### [TASK DESCRIPTION]
Please locate each line in the listing below that contains the word "chair" and copy those lines out in full.

------ EXTRACTED ENTRIES ------

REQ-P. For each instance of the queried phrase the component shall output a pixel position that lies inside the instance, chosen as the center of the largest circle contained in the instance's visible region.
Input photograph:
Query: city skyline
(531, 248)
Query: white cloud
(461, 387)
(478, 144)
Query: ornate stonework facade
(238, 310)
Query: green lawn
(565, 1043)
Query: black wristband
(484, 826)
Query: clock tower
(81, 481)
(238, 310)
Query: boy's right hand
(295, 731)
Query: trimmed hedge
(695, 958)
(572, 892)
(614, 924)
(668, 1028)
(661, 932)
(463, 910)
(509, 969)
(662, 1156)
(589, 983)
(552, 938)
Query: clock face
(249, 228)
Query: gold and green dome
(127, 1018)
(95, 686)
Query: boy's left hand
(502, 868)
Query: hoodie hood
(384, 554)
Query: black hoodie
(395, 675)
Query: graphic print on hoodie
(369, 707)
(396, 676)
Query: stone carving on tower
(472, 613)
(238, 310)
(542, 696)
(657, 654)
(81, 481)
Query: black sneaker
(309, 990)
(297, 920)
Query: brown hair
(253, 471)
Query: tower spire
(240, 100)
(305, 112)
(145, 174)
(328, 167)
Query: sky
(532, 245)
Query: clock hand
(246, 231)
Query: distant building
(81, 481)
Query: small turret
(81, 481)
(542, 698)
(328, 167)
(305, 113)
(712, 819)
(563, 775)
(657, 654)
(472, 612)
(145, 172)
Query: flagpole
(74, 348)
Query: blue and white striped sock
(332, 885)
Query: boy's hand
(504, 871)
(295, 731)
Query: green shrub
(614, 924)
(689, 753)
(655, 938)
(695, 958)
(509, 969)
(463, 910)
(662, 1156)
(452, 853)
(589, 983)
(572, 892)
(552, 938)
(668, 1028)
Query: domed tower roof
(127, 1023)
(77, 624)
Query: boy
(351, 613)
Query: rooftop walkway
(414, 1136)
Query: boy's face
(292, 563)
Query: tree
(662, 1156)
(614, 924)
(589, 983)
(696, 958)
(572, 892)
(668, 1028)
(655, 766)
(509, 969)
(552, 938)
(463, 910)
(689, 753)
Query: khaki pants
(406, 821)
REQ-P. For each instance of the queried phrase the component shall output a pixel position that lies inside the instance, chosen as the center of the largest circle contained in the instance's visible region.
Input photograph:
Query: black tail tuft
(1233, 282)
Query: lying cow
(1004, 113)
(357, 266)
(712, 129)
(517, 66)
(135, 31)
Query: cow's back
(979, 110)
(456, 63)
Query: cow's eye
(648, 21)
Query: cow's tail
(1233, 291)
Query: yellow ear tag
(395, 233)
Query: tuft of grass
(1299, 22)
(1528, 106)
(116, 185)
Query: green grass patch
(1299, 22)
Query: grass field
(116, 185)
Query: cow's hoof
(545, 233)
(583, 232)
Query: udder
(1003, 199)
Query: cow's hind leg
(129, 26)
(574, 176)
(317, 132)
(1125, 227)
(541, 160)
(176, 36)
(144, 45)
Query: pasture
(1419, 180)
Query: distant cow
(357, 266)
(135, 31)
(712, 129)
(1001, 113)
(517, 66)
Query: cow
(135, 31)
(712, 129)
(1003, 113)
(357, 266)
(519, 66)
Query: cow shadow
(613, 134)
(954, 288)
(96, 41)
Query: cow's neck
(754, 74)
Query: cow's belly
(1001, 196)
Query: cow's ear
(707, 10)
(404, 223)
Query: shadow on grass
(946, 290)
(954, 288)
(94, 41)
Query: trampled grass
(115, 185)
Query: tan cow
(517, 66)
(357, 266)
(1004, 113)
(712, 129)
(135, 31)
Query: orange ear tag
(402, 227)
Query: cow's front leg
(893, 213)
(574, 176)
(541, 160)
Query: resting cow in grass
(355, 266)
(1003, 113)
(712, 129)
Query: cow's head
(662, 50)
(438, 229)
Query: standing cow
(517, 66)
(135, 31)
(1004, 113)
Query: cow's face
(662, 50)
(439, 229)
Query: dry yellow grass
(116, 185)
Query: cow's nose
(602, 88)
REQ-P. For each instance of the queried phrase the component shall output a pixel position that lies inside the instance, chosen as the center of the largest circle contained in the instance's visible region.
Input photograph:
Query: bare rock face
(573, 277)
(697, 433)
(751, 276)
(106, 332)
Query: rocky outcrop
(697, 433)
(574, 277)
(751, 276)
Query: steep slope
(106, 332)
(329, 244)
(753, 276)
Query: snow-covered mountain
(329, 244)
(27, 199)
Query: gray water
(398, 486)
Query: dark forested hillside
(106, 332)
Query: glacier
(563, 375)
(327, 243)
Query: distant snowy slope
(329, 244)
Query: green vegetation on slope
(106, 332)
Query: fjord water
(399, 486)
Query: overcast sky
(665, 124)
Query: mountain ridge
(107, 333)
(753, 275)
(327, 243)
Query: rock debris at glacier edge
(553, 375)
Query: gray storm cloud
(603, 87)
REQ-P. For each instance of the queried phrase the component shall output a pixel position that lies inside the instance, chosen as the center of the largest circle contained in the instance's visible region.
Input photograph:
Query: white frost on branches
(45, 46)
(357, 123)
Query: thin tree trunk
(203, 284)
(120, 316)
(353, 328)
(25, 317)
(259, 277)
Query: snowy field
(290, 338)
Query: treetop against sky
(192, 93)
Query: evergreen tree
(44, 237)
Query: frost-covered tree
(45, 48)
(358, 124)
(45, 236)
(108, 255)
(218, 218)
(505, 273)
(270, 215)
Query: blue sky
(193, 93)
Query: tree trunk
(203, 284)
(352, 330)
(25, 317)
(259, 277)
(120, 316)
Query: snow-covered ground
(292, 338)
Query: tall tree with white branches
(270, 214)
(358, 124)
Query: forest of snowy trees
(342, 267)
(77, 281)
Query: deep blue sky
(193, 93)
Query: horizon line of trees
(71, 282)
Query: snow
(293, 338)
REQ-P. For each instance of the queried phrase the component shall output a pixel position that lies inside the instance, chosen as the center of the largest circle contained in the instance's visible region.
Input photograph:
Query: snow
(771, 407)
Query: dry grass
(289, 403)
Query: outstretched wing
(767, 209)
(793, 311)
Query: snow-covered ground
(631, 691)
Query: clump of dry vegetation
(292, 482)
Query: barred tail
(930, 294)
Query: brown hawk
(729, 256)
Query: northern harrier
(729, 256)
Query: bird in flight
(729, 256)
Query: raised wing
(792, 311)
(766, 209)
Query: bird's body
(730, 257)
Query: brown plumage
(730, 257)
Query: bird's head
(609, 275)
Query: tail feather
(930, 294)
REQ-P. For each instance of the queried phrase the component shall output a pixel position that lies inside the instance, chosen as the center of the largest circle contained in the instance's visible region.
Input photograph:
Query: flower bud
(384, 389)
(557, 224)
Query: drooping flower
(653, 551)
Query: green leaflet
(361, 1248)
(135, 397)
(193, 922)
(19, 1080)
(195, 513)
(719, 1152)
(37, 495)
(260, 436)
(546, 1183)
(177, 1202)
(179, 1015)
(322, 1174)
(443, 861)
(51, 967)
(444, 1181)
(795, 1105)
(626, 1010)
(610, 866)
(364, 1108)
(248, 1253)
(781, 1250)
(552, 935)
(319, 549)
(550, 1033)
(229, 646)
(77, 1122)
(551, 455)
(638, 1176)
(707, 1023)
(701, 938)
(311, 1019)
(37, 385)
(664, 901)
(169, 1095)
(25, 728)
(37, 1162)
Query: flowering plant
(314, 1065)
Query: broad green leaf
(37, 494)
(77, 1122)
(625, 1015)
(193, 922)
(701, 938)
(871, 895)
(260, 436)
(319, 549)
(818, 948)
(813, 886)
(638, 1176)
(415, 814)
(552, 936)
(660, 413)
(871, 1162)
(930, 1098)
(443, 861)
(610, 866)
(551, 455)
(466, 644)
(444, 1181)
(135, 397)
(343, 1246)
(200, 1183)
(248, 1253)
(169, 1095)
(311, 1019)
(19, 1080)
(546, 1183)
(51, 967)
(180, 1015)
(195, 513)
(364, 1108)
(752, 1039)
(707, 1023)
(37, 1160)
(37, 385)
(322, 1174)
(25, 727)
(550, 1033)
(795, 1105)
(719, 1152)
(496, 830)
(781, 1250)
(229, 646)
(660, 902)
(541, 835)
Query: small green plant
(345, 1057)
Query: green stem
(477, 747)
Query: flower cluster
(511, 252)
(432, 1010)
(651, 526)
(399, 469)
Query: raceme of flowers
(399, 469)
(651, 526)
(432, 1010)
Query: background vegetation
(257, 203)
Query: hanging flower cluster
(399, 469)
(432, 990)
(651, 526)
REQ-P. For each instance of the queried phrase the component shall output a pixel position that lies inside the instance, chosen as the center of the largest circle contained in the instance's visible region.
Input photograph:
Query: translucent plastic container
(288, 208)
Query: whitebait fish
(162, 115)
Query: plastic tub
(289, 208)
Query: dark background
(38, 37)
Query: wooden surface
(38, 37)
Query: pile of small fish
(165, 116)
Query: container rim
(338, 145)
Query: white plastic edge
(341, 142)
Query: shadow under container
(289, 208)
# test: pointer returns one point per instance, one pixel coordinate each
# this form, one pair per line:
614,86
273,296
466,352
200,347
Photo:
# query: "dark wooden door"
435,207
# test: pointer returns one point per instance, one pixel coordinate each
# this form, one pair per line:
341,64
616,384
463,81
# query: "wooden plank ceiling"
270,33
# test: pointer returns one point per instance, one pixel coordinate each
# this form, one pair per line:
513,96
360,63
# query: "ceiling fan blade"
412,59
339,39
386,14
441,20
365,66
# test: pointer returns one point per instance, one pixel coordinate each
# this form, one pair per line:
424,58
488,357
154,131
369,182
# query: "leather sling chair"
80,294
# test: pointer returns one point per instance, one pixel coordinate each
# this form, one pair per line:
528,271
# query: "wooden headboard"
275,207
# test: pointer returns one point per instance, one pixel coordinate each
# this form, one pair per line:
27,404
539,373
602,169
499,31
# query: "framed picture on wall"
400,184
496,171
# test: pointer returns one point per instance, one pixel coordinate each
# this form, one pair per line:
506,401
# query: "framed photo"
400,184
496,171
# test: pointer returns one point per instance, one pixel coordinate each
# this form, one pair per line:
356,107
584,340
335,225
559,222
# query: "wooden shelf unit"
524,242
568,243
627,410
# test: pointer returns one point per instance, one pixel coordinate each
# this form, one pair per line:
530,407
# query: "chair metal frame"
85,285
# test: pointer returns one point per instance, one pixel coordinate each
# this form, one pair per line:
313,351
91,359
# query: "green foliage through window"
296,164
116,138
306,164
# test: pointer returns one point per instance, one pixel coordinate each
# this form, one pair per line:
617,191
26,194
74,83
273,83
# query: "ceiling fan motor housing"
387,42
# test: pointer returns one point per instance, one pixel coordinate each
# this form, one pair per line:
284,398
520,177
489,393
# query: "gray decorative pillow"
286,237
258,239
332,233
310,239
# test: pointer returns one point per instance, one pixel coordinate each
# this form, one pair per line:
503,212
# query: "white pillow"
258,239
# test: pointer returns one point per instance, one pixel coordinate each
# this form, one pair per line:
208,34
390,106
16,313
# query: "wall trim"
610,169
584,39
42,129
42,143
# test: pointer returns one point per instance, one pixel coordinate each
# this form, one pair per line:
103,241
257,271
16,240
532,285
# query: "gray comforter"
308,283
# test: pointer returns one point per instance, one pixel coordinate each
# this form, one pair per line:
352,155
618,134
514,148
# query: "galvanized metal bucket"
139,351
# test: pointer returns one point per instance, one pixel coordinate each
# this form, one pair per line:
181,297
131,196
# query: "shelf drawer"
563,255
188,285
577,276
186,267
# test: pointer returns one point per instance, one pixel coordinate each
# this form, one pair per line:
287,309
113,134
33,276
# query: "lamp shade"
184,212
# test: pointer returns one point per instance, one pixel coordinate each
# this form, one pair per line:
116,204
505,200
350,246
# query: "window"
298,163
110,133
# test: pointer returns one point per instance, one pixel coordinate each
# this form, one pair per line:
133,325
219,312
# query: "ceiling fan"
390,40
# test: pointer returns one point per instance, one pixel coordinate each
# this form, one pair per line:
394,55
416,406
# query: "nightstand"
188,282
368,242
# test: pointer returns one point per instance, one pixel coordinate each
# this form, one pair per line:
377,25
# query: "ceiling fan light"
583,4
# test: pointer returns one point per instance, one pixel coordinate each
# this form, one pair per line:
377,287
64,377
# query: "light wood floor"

------

### [EXPECTED OUTPUT]
# query: "leather sling chair"
# query: "chair metal frame"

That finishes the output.